Excerpted passage:

The opioid crisis has gotten worse over the last few years. Since the 1990s, when pharmaceutical companies assured the American public that opioids were non-addictive, opioid prescriptions for pain relief were doled out liberally and have increased dramatically. They have been misused to the point that we now have over 2 million people in the United States suffering from a substance abuse disorder. While our government is scrambling to find a solution for the opioid crisis, people continue to suffer. Those who can’t get opioid prescriptions refilled often seek heroin as a replacement with dire consequences. This current scenario is spurring another option – cannabis to help curb the opioid crisis.
Opioid Overdose Statistics
Over the last decade, opioid use has nearly doubled and opioid related deaths have increased exponentially. Over 30,000 deaths last year can be accounted to opioid overdoses, compared to the near 2500 opioid-related deaths in 2009. These are someone’s children, mothers, fathers, and loved ones.
But interestingly enough, something happened in the states that had implemented the legalization of marijuana. Opioid related deaths dropped, significantly, up to 25 percent. This was enough of a shift that two new studies, published in the JAMA Internal Medicine, showed similar and irrefutable conclusions. Pro-cannabis states have fewer opioid prescriptions filled per capita than other states. And for the states that had legalized marijuana both medically and recreationally, those exhibited even more of a drop.

Given data:
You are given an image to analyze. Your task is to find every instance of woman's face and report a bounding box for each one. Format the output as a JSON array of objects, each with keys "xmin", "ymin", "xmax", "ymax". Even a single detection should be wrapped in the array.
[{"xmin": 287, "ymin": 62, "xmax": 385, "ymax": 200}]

Tasks to carry out:
1 > According to the passage on cannabis and the opioid crisis, in which journal were the two new studies published?
2 > From the passage on cannabis and the opioid crisis, quote the words starting with "Opioid Overdose Statistics" and going on through "and loved ones.".

Solutions:
1 > JAMA Internal Medicine

2 >
Opioid Overdose Statistics
Over the last decade, opioid use has nearly doubled and opioid related deaths have increased exponentially. Over 30,000 deaths last year can be accounted to opioid overdoses, compared to the near 2500 opioid-related deaths in 2009. These are someone’s children, mothers, fathers, and loved ones.